▶ _WHAT YOU HAVE TO DO_:
Find each line in the rows below that contains the word "Objective" and copy those lines out.

====== RECORDS SUPPLIED ======

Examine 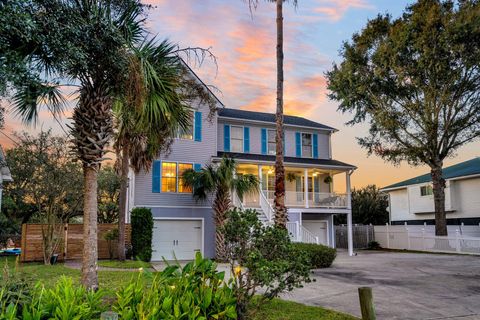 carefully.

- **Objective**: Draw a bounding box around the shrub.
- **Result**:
[294,243,337,269]
[223,209,310,319]
[113,253,237,320]
[131,208,153,262]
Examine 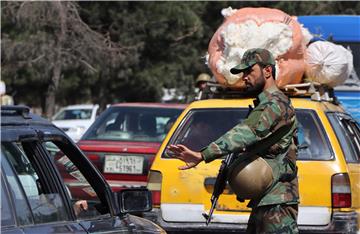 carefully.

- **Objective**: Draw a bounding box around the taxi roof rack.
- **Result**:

======

▶ _COMPLETE ANSWER_:
- **Objective**: Draw a bounding box around the shrub.
- **Objective**: Draw a bounding box around the taxi roof rack.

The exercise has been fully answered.